WHAT IS EXPECTED: Reproduce exactly the lines below, starting with the line that contains "For practice, label the dirt road" and ending with the last line of the records, both included, and nothing else.

MATERIAL FOR THIS TASK:

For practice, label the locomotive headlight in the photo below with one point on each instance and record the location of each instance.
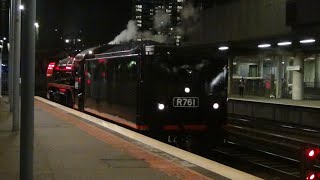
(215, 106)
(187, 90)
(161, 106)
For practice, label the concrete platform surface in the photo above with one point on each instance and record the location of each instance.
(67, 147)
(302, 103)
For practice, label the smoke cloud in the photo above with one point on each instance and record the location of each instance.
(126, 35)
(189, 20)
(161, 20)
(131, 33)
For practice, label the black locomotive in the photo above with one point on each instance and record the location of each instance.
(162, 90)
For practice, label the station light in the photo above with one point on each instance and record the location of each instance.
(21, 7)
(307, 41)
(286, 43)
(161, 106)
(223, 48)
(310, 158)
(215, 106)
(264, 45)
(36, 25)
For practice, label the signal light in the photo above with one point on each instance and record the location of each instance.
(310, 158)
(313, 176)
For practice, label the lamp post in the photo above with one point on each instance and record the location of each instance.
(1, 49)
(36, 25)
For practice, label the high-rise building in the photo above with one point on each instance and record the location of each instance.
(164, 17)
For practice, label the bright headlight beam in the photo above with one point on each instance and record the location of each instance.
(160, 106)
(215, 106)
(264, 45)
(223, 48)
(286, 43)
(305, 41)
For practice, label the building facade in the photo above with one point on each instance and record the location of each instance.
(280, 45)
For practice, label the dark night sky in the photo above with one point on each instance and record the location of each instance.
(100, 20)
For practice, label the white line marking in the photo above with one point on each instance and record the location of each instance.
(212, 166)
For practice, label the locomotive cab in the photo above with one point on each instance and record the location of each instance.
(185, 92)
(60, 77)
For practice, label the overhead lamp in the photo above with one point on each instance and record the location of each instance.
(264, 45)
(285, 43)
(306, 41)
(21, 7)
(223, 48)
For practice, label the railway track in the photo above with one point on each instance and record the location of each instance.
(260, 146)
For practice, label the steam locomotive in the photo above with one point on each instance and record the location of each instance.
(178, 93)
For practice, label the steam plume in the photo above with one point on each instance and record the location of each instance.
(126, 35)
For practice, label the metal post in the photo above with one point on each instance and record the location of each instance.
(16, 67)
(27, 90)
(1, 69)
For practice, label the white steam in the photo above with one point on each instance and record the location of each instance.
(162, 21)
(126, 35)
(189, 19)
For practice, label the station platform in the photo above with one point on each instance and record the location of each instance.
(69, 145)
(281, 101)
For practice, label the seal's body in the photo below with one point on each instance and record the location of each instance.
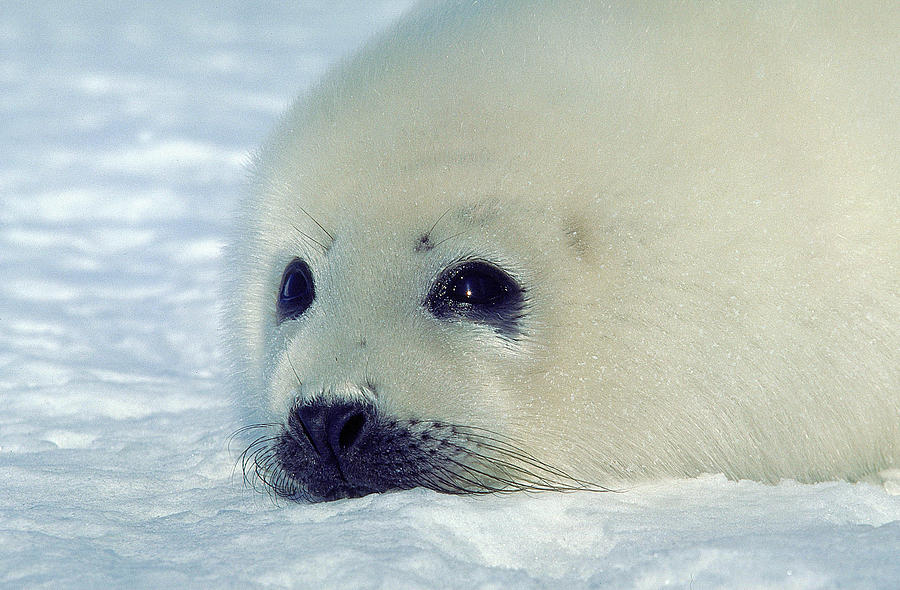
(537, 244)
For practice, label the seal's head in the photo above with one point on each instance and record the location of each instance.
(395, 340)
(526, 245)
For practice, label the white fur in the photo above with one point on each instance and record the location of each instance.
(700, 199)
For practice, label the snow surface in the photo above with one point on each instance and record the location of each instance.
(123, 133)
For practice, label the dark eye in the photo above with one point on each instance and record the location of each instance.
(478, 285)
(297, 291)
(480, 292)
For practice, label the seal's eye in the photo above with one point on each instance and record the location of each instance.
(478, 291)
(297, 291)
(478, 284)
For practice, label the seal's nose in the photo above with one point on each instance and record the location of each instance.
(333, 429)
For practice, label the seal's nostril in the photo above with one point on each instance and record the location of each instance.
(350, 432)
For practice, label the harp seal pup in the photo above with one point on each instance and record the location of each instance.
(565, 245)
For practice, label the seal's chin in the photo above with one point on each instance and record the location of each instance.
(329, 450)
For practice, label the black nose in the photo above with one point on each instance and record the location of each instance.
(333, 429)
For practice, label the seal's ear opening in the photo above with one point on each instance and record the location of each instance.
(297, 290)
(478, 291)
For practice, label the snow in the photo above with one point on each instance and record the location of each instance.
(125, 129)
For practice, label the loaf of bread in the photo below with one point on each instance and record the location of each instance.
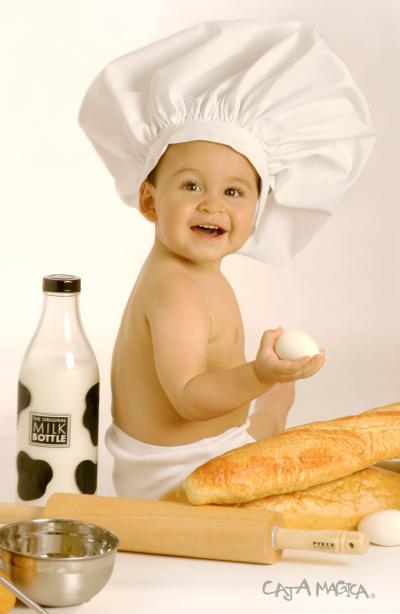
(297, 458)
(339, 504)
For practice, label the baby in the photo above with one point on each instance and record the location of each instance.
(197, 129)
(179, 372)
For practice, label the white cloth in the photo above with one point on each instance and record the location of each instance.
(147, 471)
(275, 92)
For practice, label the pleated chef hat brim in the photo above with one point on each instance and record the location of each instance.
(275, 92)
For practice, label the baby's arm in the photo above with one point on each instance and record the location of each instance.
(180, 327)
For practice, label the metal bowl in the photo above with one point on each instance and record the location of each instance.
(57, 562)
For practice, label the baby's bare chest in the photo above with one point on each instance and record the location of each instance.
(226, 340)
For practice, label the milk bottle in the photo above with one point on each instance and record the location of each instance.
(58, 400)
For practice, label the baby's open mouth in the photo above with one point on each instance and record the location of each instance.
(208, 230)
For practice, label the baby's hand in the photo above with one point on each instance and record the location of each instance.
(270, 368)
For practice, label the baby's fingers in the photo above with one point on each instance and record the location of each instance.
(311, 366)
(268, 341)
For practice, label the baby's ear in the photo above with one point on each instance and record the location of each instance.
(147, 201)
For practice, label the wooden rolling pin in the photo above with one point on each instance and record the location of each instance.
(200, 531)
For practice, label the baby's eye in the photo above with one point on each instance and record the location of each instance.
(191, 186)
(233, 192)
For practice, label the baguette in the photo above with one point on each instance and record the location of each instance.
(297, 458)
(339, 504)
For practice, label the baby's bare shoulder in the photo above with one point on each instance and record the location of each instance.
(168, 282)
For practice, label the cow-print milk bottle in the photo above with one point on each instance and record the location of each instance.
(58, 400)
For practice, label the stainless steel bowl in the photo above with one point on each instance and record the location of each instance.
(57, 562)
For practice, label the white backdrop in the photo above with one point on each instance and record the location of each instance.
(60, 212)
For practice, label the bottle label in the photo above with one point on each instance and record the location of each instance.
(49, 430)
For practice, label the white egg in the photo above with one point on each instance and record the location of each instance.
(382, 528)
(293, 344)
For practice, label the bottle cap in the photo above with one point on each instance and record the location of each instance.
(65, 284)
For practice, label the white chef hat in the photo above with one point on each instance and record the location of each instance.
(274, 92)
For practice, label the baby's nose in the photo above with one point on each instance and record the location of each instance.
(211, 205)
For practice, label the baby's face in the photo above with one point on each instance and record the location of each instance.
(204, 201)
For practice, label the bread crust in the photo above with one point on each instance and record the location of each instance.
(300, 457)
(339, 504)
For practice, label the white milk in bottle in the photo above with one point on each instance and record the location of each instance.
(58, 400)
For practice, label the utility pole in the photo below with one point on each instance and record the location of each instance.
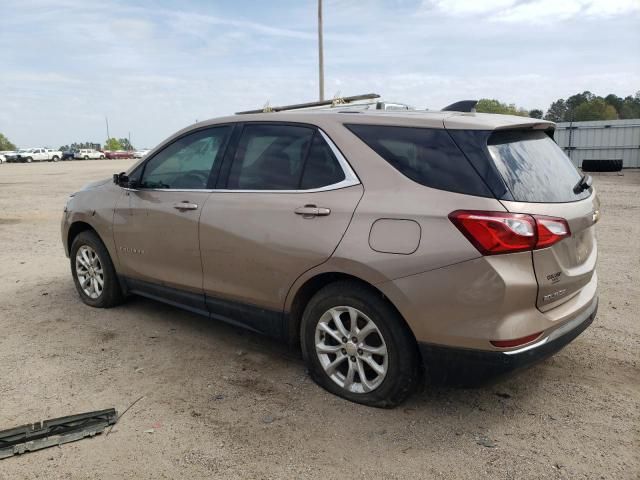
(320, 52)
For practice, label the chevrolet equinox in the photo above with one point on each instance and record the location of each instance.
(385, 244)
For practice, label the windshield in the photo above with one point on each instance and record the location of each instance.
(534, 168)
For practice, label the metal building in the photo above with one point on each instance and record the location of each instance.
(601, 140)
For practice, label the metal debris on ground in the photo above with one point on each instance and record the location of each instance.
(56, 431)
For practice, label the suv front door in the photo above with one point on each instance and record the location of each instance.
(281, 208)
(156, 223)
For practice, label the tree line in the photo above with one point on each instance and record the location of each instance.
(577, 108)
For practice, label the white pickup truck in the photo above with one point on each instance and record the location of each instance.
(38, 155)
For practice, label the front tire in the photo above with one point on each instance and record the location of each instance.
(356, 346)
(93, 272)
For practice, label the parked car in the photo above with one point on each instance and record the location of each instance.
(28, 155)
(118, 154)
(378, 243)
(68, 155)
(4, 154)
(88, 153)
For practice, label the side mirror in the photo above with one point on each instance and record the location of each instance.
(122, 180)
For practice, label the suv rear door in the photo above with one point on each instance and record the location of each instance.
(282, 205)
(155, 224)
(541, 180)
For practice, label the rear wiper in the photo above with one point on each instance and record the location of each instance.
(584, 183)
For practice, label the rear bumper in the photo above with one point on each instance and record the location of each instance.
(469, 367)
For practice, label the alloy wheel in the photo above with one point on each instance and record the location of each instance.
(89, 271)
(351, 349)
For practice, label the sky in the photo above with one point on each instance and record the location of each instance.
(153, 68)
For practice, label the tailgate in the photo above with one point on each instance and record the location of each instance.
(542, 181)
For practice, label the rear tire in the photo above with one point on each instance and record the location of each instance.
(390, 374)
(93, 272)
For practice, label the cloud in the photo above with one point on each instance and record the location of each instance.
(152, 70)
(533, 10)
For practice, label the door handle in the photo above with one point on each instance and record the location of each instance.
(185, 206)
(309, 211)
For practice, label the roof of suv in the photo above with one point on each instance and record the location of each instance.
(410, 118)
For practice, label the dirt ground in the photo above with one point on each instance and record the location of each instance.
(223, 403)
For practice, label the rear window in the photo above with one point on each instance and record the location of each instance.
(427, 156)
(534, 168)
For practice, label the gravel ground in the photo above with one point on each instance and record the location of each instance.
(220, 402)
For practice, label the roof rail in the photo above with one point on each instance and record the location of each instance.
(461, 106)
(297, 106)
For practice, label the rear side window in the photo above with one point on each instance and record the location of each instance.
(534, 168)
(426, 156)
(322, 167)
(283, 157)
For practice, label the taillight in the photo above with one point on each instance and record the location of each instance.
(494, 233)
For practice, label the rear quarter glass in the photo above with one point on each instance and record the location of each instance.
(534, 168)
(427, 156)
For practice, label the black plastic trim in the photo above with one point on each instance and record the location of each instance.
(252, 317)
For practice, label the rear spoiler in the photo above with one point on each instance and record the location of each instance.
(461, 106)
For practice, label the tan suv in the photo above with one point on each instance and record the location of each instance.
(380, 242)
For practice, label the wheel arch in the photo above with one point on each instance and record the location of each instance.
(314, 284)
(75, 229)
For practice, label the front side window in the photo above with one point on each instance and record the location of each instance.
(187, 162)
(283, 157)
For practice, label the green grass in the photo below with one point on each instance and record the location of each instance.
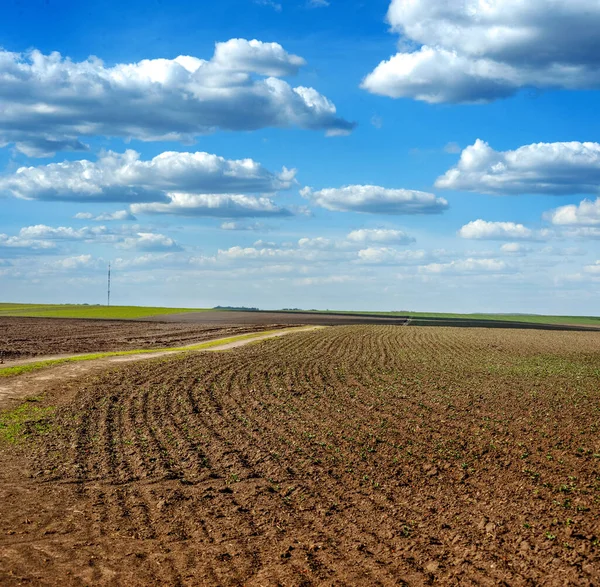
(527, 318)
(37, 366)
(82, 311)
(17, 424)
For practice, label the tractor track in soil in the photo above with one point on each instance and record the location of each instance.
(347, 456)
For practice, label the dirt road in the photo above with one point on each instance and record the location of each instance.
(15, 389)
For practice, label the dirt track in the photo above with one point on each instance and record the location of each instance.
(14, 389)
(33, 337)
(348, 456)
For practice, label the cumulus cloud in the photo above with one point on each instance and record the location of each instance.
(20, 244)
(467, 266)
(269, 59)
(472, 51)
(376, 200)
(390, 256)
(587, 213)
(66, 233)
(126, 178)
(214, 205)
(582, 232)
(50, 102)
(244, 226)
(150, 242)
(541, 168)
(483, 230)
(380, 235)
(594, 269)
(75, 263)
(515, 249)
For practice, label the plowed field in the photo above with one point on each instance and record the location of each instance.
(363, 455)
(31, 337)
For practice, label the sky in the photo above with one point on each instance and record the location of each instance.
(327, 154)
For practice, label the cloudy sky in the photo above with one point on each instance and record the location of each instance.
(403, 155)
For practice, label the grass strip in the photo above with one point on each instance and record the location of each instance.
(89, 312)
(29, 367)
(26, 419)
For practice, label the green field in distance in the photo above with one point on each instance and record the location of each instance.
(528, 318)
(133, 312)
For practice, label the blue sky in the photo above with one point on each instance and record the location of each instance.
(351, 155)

ANSWER BELOW:
For practice, label the dirt road in the photo above with one point on each instance and record the location of each instance.
(15, 389)
For practice, label the dirt track in the photo above with one point on each instance and record the location of each instance.
(14, 389)
(33, 337)
(348, 456)
For practice, label the cumulus cloud in the photo above with one point on each instance and record the location of each instance.
(20, 244)
(467, 266)
(269, 59)
(472, 51)
(376, 200)
(390, 256)
(587, 213)
(66, 233)
(126, 178)
(214, 205)
(582, 232)
(50, 102)
(244, 226)
(150, 242)
(541, 168)
(483, 230)
(380, 235)
(594, 269)
(75, 263)
(515, 249)
For practice, label the plowed field in the photo above with one point on each instance and record the location of each instance.
(363, 455)
(31, 337)
For practice, label the sky in the photo above with one point on each instance and record the location of each instance.
(327, 154)
For practice, label the cloudy sky in the photo above with one point on each instance and record the location of each instance.
(403, 155)
For practice, label the grass strip in the photo above with one point on each instance and record the location of each instance.
(89, 312)
(29, 367)
(26, 419)
For practice, label the green field in distance in the photo above with one point on each instance and record the location of each instance.
(528, 318)
(133, 312)
For practice, label the blue sky in the photo above with one point on each instance and record the location of each instance.
(351, 155)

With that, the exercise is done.